---------- Page extract ----------

To make our posture estimation tasks closer to realistic conditions and properly demonstrate the robustness of our methods to rotation, translation, and scale, we applied various augmentations to each data set during training. All models were trained using data augmentations that included random flipping, or mirroring, along both image axes with 0.5 probability, random rotations around the center of the image in the range [-180°, +180°), random scaling between [90%, 110%] for flies and locusts, random scaling between [75%, 125%] for zebras to account for greater size variation in the data set, and random translations in the range [-5%, +5%]. After performing these spatial augmentations we also applied a variety of noise augmentations that included multiple types of additive noise, dropout, blurring, and contrast augmentations to further ensure robustness and generalization.
We trained our models (Figure 2) using mean squared error loss optimized using the ADAM optimizer (Kingma and Ba, 2014) with a learning rate of 1 × 10-3 and a batch size of 16. We lowered the learning rate by a factor of 5 each time the validation loss did not improve by more than 1 × 10-3 for 10 epochs. We considered models to be converged when the validation loss stopped improving for 50 epochs, and we calculated validation error as the Euclidean distance between predicted and ground-truth image coordinates for only the best performing version of the model, which we evaluated at the end of each epoch during optimization. We performed this procedure five times for each experiment and randomly selected a new validation set for each replicate.

----------

### What is required
Copy the passage on model training from "We trained our" up to and including "for each replicate.", substituting "step size" for every instance of "learning rate".

---------- Data section ----------

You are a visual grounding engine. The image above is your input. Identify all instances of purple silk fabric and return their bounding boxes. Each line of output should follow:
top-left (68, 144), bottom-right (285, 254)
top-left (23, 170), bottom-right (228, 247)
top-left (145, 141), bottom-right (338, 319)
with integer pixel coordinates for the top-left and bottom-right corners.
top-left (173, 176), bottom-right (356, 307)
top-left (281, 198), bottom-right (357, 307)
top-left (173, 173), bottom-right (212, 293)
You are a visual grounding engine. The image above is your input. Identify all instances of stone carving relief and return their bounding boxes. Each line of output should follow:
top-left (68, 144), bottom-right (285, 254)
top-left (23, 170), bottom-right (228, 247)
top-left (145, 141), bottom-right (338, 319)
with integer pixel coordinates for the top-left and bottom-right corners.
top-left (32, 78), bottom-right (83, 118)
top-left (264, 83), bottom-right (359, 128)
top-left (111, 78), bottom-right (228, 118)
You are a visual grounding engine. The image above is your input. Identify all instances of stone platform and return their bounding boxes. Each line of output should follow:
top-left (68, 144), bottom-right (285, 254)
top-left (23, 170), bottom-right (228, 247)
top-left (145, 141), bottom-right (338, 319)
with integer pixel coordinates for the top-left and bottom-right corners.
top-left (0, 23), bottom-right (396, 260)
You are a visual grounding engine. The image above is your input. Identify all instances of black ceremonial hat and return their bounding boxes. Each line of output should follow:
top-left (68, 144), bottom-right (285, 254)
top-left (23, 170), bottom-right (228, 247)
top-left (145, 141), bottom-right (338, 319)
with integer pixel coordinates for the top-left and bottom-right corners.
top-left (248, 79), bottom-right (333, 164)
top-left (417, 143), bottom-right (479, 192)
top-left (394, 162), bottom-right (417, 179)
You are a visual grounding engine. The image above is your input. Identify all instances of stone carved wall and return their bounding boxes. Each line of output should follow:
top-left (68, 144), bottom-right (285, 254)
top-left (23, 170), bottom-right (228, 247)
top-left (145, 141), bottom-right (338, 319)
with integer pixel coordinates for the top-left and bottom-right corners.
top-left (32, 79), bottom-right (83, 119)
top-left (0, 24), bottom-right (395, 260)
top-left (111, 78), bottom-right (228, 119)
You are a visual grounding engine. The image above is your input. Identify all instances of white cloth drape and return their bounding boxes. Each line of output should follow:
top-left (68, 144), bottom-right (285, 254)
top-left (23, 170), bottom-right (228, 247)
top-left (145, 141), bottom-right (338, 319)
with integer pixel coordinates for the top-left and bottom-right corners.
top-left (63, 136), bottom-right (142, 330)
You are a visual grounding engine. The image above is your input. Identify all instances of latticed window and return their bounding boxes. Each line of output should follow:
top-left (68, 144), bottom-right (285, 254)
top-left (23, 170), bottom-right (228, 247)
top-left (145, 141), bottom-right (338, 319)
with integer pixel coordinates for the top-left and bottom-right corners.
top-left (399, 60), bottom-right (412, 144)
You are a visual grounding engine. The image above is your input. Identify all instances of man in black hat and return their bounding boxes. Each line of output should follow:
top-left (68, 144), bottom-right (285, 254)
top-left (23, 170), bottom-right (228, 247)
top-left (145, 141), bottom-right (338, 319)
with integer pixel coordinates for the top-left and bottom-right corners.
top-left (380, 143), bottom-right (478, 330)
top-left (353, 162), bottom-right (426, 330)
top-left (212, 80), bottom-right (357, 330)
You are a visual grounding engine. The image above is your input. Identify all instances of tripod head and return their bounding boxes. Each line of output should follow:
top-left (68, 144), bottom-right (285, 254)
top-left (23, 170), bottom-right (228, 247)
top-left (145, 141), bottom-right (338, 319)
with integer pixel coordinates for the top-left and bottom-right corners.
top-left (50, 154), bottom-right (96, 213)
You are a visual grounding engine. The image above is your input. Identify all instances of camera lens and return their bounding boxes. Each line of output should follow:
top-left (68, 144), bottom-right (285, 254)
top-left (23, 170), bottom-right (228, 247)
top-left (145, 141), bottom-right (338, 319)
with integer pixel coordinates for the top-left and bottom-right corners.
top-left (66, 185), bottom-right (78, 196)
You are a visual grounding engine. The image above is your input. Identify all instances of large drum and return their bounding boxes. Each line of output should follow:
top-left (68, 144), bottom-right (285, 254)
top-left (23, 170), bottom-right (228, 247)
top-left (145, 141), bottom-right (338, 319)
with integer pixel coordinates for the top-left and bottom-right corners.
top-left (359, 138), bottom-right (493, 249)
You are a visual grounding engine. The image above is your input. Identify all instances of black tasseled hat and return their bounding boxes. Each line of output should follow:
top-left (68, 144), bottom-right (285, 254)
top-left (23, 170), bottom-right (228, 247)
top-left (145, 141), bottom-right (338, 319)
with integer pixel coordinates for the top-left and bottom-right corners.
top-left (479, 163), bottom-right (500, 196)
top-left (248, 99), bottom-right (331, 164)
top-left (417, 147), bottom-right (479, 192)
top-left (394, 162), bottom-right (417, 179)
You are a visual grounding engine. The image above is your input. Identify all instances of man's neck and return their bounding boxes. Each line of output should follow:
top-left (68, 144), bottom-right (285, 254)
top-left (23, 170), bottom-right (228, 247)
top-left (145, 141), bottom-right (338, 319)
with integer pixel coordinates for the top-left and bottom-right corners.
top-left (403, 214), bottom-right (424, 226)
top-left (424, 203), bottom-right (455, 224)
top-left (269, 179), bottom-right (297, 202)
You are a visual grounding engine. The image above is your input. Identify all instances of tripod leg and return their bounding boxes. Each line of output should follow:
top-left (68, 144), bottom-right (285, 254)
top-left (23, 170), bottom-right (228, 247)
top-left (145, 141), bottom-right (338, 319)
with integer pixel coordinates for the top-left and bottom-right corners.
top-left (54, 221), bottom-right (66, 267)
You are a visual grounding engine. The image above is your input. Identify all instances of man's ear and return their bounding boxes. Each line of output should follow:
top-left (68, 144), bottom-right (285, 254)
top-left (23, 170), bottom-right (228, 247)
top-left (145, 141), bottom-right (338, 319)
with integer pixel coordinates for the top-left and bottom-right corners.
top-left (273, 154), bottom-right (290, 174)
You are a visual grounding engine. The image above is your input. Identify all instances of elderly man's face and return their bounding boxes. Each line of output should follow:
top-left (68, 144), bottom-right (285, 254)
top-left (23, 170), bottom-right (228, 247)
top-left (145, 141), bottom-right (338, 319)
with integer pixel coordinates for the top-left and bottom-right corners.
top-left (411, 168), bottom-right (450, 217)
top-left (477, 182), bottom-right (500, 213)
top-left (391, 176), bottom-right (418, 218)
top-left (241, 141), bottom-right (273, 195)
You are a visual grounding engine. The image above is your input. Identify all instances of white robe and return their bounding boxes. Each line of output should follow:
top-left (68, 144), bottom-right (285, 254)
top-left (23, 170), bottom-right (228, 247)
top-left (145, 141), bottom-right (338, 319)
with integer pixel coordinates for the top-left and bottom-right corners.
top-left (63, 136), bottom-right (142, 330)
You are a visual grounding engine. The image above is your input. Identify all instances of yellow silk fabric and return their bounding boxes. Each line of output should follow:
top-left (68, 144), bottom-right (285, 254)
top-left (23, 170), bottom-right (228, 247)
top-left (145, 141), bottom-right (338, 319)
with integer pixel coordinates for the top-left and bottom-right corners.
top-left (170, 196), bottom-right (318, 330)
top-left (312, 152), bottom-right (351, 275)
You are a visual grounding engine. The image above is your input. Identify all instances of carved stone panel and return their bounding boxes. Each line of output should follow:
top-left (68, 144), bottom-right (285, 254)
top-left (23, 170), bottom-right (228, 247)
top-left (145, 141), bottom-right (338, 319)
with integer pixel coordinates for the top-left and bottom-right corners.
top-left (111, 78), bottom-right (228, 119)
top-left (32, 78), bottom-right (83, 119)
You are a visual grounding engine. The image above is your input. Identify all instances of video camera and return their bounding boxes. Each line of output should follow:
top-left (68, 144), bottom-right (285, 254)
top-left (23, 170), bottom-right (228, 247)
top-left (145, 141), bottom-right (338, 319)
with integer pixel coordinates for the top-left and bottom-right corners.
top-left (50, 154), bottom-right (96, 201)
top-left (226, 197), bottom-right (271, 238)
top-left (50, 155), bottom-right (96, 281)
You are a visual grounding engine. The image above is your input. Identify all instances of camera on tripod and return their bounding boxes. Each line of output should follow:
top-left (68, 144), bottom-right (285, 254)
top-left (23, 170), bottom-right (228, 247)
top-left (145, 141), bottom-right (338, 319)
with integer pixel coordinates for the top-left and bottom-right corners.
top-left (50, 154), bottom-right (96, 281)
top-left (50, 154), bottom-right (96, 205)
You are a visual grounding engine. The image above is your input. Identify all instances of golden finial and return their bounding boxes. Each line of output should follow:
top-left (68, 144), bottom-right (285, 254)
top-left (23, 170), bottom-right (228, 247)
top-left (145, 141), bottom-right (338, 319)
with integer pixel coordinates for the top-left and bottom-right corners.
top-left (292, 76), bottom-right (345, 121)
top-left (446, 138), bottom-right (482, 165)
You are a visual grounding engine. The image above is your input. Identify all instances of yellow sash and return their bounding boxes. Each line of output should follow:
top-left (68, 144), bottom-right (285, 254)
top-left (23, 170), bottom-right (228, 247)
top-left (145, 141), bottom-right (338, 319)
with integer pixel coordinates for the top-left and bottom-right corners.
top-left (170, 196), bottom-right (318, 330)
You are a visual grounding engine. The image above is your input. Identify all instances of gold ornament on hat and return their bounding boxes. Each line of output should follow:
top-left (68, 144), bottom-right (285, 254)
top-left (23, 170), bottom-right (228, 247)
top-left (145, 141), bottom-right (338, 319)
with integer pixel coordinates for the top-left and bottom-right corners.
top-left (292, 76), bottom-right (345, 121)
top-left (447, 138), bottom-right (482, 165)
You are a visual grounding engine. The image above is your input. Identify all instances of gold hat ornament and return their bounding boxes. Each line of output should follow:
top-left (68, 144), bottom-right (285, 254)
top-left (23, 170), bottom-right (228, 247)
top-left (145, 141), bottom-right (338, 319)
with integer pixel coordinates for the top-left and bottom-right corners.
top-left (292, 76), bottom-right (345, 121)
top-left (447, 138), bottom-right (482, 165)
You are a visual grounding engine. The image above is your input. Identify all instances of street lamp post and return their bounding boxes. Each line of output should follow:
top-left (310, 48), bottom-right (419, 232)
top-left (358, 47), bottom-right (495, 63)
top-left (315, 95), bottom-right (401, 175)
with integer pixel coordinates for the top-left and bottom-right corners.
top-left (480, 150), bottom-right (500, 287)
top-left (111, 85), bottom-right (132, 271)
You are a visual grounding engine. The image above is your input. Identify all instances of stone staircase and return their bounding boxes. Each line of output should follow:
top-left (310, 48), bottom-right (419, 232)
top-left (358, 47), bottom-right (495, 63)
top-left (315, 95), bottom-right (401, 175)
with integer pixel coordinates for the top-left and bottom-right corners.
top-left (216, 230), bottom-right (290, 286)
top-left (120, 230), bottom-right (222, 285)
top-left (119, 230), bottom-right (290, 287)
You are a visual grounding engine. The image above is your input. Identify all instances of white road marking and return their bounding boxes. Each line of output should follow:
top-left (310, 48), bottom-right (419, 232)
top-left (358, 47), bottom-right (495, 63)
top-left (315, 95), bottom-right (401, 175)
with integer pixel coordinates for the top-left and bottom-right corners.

----------

### Task answer
We trained our models (Figure 2) using mean squared error loss optimized using the ADAM optimizer (Kingma and Ba, 2014) with a step size of 1 × 10-3 and a batch size of 16. We lowered the step size by a factor of 5 each time the validation loss did not improve by more than 1 × 10-3 for 10 epochs. We considered models to be converged when the validation loss stopped improving for 50 epochs, and we calculated validation error as the Euclidean distance between predicted and ground-truth image coordinates for only the best performing version of the model, which we evaluated at the end of each epoch during optimization. We performed this procedure five times for each experiment and randomly selected a new validation set for each replicate.